▸ Dataset content:
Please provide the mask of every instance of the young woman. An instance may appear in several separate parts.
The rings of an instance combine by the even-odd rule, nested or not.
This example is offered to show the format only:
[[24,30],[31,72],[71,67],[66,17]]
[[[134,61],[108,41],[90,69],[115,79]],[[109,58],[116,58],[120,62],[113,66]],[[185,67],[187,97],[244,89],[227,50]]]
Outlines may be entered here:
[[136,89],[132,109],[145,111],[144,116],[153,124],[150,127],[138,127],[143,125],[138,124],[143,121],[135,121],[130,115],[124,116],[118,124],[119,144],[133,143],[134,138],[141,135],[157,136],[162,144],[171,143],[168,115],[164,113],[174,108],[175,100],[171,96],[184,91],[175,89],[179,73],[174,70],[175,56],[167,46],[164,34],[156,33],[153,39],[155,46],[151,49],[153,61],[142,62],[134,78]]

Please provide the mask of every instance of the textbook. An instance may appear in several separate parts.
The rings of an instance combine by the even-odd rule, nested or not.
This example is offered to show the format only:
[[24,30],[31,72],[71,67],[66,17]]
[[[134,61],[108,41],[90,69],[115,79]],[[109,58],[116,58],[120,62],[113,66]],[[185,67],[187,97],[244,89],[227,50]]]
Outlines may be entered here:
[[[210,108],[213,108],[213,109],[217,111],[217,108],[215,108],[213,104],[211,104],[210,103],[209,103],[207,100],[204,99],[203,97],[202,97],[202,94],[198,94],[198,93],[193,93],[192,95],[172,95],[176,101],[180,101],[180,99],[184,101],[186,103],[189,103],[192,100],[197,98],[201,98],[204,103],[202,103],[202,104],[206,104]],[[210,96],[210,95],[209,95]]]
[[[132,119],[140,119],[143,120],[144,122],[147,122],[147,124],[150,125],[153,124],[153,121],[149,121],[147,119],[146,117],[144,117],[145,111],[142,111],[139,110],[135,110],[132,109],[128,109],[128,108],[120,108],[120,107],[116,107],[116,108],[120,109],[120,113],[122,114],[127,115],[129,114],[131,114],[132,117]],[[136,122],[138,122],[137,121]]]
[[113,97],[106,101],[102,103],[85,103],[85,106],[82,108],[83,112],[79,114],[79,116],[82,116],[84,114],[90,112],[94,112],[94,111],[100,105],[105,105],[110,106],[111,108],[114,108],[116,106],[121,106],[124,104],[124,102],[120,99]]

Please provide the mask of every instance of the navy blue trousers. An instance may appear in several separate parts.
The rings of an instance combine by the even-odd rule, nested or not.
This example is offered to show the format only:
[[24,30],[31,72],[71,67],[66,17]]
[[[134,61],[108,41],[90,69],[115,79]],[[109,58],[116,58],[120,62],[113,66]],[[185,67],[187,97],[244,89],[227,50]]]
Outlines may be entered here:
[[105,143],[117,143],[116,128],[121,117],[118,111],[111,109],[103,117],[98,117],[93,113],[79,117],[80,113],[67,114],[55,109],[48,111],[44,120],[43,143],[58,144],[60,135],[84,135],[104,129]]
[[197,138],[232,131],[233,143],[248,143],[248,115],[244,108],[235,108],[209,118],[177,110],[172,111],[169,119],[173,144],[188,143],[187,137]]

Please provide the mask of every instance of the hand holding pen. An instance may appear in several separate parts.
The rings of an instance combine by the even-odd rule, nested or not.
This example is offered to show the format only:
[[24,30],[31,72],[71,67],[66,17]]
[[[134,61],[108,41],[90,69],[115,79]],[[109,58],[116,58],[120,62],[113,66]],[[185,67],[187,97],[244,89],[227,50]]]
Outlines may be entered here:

▸ Problem details:
Copy out word for word everything above, from the line containing "Please provide the mask of every instance of the hand" down to the end of the records, including both ends.

▸ Task result:
Please provide the mask of every instance of the hand holding pen. An instance may appear in several separate parts.
The rings of an instance combine by the even-odd rule, nested or not.
This example is offered to show the format only:
[[24,30],[31,72],[71,67],[66,17]]
[[[134,61],[108,41],[90,69],[115,79]],[[109,58],[116,58],[120,62],[113,66]],[[185,67],[187,97],[244,89],[227,50]]]
Outlines may be entered here:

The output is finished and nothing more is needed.